Aim of the exercise - Repeat the part of the light-sail forum excerpt between "I've one question" and "Speed = 0.134c ln(Mo/Mf)", inclusive.

Document passage -
※

I've one question left:

>So now your total delta P (for 100% efficiency) is
>P = E/c {(1+2A)^0.5 - 1}
>With a light -> particle efficiency, n (n<1) this becomes
>P = E/c {n(1+2A)^0.5 - 1}
>You lose stopping power by a factor of n, but the "pushing" power from the 
>beam is just as large!  Solving for P/M, we plug in the earlier formula 
>for M, the E's cancel, and
>dP/dM = c {n(1+2A)^0.5 -1}/A

Is dP/dM equal to P/M ?

>>>Max Speed = 0.134c ln(Mo/Mf)
>>>So if you want to decelerate from .3c you need the sail to be 1.24 as
>>>massive as the rest of the ship.  (I didn't do this relativistically, so
>>>any number higher than .3c is probably suspect)
>>Shouldn't that be: you need the sail to be 0.24 as massive as the rest of
>>the ship? (Ie. a zero instead of an one)

※

Pointing dataset records:
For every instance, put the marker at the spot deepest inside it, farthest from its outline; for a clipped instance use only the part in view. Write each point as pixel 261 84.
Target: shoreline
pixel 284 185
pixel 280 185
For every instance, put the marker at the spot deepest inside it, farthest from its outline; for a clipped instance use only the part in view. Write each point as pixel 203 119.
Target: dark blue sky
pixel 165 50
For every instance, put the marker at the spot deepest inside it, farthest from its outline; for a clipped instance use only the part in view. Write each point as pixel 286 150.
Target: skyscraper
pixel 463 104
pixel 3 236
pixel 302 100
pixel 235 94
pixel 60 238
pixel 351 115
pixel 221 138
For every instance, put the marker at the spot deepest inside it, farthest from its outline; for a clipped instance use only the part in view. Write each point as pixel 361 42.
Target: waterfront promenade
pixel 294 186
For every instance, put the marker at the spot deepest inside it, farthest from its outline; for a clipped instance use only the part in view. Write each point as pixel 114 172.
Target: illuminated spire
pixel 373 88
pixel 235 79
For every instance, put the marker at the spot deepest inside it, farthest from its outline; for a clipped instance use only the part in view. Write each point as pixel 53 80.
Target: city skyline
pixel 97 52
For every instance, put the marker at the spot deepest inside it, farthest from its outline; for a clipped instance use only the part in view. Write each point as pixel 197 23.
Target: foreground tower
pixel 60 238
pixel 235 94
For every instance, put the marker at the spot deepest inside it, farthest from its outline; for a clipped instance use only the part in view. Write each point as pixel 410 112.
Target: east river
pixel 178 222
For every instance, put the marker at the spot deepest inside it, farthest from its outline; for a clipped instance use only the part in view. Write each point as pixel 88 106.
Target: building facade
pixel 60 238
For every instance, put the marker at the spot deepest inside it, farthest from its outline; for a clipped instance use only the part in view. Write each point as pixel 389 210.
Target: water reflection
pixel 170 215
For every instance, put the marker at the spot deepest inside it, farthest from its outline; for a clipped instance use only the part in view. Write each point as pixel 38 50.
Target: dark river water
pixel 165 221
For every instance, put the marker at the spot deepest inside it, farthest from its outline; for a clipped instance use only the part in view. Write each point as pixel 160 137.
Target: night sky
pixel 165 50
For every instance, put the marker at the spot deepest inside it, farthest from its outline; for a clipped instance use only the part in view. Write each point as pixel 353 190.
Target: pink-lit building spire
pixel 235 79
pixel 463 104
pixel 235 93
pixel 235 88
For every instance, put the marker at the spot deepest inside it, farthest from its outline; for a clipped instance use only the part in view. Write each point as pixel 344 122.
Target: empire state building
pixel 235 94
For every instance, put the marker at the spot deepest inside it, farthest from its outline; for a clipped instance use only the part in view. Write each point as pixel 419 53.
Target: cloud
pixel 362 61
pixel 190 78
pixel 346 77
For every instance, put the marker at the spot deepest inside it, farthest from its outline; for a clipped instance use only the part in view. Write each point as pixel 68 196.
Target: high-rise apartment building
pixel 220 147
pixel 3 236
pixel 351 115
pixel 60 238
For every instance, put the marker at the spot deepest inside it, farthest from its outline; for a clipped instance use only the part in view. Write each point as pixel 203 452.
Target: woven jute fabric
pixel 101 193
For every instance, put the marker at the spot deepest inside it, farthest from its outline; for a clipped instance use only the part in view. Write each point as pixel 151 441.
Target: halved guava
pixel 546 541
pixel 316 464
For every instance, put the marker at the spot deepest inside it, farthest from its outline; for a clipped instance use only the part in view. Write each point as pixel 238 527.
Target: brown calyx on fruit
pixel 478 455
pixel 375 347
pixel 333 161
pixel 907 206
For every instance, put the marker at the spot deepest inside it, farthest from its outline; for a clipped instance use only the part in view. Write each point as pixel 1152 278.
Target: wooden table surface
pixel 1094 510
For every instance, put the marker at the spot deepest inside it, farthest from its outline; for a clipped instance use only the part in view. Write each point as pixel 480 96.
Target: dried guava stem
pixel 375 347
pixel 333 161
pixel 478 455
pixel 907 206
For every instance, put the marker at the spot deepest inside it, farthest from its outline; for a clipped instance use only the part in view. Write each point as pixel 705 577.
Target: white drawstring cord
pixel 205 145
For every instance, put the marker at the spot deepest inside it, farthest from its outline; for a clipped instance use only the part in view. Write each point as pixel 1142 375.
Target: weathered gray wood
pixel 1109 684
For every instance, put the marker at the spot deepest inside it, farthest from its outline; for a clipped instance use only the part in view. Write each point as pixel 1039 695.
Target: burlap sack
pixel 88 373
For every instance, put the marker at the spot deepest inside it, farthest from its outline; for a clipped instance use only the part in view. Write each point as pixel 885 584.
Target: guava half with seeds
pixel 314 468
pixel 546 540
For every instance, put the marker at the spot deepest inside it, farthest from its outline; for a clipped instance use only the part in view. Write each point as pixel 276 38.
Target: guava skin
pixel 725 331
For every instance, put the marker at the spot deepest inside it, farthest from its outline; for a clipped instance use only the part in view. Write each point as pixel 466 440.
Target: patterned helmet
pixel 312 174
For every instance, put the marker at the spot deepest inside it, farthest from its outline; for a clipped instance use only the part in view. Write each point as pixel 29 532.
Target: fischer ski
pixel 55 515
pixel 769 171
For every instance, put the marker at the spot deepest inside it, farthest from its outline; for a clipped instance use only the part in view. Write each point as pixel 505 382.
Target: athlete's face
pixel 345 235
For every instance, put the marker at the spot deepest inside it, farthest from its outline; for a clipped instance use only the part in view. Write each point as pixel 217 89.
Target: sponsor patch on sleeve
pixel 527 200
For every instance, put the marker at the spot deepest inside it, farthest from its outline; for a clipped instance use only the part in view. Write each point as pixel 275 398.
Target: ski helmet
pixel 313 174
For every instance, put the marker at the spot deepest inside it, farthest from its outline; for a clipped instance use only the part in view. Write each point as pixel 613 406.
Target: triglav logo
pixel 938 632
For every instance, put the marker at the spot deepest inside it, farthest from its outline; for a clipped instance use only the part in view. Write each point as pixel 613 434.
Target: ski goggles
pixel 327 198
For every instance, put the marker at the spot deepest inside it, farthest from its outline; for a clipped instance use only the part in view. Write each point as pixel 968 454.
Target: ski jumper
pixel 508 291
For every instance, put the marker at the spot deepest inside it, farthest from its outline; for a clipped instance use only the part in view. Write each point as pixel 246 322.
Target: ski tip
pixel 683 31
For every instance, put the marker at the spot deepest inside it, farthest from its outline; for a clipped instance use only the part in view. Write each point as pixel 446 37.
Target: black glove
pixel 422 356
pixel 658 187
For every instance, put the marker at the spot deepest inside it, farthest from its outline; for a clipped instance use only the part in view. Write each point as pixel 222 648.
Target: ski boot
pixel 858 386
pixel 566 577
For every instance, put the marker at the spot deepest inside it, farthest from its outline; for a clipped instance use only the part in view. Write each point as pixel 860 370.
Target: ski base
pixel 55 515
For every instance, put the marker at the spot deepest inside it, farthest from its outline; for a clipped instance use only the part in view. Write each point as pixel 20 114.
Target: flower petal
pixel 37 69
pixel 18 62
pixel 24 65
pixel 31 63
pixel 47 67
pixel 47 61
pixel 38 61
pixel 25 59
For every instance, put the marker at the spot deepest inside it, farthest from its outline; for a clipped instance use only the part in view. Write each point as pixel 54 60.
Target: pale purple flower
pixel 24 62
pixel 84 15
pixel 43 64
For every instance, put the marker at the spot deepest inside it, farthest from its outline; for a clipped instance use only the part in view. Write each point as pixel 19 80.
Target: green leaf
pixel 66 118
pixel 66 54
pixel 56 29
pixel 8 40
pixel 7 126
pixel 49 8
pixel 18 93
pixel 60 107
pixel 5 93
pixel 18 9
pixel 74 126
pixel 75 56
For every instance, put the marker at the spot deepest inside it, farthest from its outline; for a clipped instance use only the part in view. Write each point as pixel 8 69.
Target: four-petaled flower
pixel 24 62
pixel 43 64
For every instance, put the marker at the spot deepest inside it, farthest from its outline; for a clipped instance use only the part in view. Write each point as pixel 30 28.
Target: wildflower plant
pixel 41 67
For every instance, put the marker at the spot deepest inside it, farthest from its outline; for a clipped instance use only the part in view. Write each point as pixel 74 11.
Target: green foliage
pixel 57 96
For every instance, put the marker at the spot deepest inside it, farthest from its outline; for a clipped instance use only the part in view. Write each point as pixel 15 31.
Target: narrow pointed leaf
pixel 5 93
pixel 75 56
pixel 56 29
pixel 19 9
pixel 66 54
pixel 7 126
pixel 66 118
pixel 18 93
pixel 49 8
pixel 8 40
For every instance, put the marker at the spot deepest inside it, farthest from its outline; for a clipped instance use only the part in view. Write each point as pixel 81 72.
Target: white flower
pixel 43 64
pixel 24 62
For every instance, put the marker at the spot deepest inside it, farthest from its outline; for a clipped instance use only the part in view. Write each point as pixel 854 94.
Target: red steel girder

※

Solution for this exercise -
I've one question left:

>So now your total delta P (for 100% efficiency) is
>P = E/c {(1+2A)^0.5 - 1}
>With a light -> particle efficiency, n (n<1) this becomes
>P = E/c {n(1+2A)^0.5 - 1}
>You lose stopping power by a factor of n, but the "pushing" power from the 
>beam is just as large!  Solving for P/M, we plug in the earlier formula 
>for M, the E's cancel, and
>dP/dM = c {n(1+2A)^0.5 -1}/A

Is dP/dM equal to P/M ?

>>>Max Speed = 0.134c ln(Mo/Mf)